## [WHAT THE TASK REQUIRES]
Pull out every line of the rows below that contains the string "xmin", matching case exactly.

## [Annotated coordinate records]
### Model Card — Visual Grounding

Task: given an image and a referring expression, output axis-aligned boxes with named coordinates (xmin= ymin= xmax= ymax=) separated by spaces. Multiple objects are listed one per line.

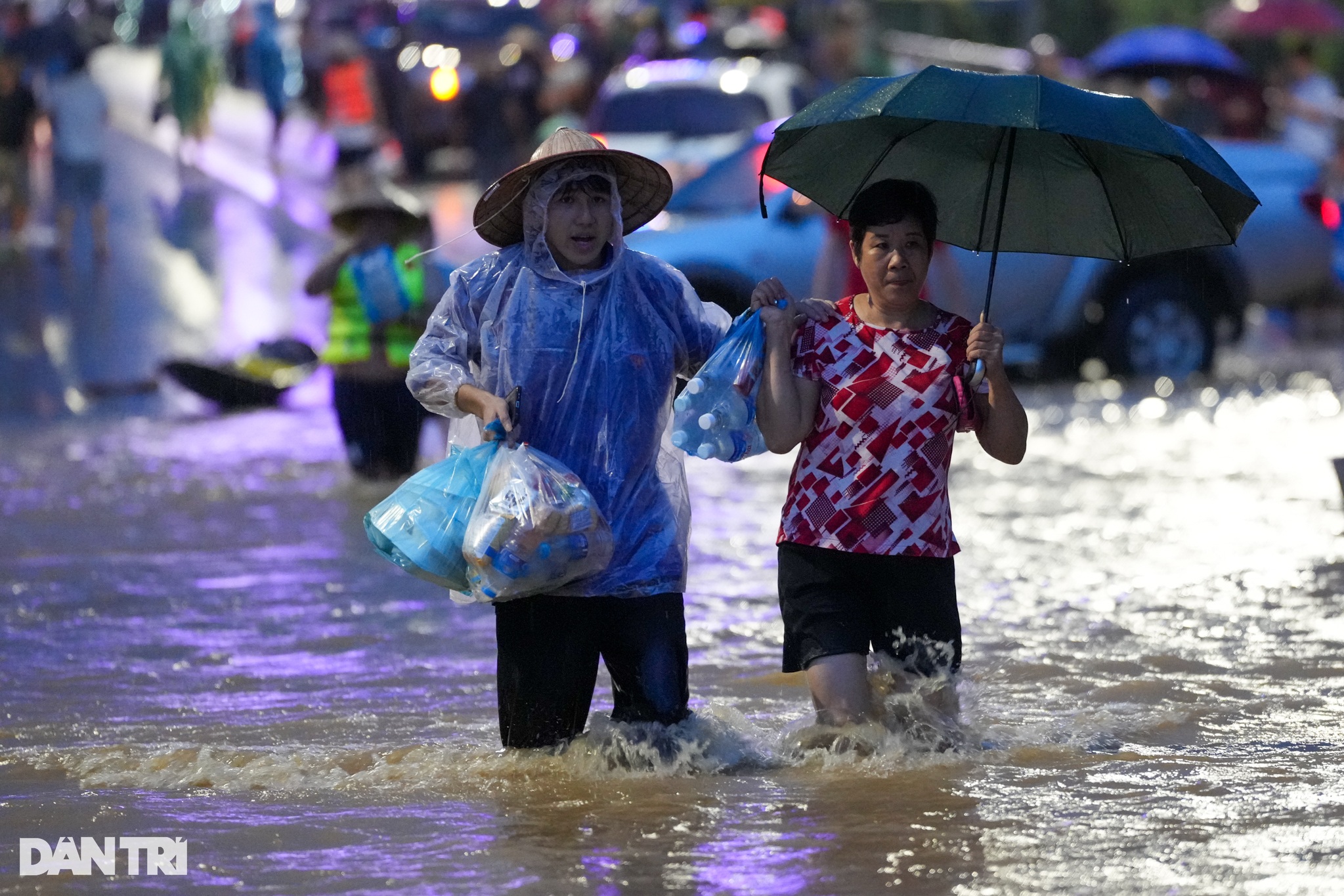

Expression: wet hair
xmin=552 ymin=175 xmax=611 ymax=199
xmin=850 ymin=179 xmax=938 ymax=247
==
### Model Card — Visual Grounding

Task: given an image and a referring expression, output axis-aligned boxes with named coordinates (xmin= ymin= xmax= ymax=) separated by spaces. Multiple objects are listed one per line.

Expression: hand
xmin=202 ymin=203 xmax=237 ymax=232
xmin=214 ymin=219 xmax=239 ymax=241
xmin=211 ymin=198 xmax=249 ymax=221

## [WORKED SOLUTION]
Task: given an image and a referring expression, output axis-aligned boxes with named coordinates (xmin= ymin= xmax= ymax=) separated by spaces. Multiple objects are listed one per line.
xmin=552 ymin=175 xmax=611 ymax=199
xmin=850 ymin=179 xmax=938 ymax=247
Task: given an image and a referring expression, output axis-aligned boxes with named coordinates (xmin= ymin= xmax= ymax=) separated by spaces. Multiple objects are listed one per line.
xmin=202 ymin=203 xmax=237 ymax=232
xmin=214 ymin=219 xmax=239 ymax=241
xmin=211 ymin=198 xmax=249 ymax=221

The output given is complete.